**TEXTO:**
+===+

No último sábado, o governo federal entregou ao Supremo Tribunal Federal (STF) um plano de imunização com previsão de 108 milhões de doses para grupos prioritários. Serão 51 milhões de pessoas de grupos prioritários, divididos em quatro fases. Para essas primeiras fases, o governo planeja usar doses da vacina produzida pelo laboratório AstraZeneca em parceria com a Universidade de Oxford. O governo fez acordo para receber 100,4 milhões de doses dessa vacina até julho de 2021.

Nesta segunda-feira, a Agência Nacional de Vigilância Sanitária (Anvisa) divulgou que analisará em um prazo de até 10 dias pedidos para o uso emergencial de vacinas. Atualmente, a compra de vacina mais avançada no país é a feita pelo estado de São Paulo, que adiou para 23 de dezembro o envio do resultado dos testes da vacina Coronavac no Brasil à Anvisa. A previsão inicial era de que os documentos fossem enviados até esta terça-feira (15).

O advogado e diretor-executivo do Instituto Questão de Ciência (IQC), Paulo Almeida, a epidemiologista Carla Domingues, que coordenou o programa nacional de imunizações, e a professora da UFES Ethel Maciel criticaram o plano do presidente de exigir termo de responsabilidade de quem tomar vacina.

“Extremamente infeliz e irresponsável essa fala do presidente quanto a uma medida provisória que vai exigir de indivíduos que tenham interesse em se vacinar contra a Covid assinatura de um termo de responsabilidade”, disse Paulo Almeida.

+===+

**CONTEÚDO DOS REGISTROS:**

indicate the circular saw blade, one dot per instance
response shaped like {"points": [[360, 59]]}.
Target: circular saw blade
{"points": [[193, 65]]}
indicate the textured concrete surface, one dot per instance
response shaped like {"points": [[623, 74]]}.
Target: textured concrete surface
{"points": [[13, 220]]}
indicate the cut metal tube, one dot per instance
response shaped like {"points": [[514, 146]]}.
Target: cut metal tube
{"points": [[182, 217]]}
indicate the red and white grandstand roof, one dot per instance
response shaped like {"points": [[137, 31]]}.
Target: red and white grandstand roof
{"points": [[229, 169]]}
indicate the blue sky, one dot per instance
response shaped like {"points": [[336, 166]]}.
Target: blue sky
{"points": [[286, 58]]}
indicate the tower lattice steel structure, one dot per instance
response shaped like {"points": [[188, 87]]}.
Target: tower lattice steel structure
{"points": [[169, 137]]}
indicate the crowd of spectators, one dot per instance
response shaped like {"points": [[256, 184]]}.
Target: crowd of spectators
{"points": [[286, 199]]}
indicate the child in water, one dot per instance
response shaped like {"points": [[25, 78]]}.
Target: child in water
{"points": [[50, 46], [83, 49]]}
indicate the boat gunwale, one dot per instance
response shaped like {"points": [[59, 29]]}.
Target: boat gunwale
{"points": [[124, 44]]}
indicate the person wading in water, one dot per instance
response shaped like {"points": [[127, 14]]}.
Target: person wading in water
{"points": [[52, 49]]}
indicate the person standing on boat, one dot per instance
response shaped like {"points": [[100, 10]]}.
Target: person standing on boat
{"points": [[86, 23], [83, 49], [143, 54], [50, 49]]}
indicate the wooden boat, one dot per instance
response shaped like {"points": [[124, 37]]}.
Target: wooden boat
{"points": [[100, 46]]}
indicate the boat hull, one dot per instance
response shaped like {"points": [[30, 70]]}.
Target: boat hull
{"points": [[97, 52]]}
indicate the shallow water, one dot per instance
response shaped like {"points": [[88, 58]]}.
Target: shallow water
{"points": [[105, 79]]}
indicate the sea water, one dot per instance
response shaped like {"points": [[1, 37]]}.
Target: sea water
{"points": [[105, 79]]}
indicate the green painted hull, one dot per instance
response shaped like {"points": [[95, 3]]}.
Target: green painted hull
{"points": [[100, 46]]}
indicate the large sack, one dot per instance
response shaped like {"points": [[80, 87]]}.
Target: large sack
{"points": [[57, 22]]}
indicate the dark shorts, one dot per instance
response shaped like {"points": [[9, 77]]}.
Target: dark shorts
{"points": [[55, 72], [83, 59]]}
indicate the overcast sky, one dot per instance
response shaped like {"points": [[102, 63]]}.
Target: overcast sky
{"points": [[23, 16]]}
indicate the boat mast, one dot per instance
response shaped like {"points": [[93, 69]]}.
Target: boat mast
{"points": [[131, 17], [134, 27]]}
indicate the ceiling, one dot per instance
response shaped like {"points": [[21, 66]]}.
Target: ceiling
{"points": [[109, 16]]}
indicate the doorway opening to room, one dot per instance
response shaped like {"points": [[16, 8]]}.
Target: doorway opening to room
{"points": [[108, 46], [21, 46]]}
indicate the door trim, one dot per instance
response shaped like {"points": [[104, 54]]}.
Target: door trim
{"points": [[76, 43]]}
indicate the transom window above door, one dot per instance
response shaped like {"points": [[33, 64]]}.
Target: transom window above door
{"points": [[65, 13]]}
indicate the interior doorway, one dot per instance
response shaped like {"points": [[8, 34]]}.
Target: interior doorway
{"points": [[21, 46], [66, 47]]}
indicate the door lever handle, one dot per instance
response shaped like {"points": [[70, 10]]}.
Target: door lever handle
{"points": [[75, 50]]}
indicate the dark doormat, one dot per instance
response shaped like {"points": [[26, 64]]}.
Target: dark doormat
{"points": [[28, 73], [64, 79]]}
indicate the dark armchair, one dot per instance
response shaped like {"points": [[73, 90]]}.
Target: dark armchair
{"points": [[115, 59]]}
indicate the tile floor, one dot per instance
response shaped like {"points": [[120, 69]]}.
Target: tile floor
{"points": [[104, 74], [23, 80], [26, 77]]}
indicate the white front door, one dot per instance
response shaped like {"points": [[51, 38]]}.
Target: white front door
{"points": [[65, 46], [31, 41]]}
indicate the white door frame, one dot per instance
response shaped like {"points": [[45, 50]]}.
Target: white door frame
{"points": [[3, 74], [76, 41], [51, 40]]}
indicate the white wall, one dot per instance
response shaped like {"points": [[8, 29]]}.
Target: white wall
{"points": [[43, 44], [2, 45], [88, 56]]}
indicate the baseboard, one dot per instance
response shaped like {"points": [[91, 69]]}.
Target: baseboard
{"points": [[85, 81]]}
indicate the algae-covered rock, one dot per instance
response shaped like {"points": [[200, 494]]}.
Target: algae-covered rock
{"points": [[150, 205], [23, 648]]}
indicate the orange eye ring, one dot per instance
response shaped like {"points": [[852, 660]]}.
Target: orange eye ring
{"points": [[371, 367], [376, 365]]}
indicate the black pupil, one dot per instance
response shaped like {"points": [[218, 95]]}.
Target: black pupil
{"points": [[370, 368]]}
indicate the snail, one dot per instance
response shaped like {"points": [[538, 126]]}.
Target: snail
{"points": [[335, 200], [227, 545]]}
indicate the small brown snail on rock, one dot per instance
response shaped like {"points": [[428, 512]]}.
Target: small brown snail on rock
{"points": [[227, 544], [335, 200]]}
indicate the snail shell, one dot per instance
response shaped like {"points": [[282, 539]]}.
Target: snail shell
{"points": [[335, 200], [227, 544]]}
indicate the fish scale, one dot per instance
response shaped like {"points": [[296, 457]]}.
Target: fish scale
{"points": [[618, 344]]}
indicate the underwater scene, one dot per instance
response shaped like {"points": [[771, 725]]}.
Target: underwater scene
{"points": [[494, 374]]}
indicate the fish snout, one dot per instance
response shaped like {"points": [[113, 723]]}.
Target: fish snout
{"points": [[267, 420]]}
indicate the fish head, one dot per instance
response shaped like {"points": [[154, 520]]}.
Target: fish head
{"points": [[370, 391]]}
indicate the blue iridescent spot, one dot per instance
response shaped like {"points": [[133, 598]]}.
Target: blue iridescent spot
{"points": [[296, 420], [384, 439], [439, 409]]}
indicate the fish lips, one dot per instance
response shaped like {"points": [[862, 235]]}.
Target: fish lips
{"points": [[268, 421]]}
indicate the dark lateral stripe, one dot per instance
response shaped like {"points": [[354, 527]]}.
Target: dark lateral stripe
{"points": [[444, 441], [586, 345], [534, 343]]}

+===+

**ENUNCIADO DA TAREFA:** Copie sem alterações o trecho do texto sobre o plano de vacinação que começa em "O advogado e" e vai até "quem tomar vacina.", incluindo essas palavras.

**RESOLUÇÃO DA TAREFA:**
O advogado e diretor-executivo do Instituto Questão de Ciência (IQC), Paulo Almeida, a epidemiologista Carla Domingues, que coordenou o programa nacional de imunizações, e a professora da UFES Ethel Maciel criticaram o plano do presidente de exigir termo de responsabilidade de quem tomar vacina.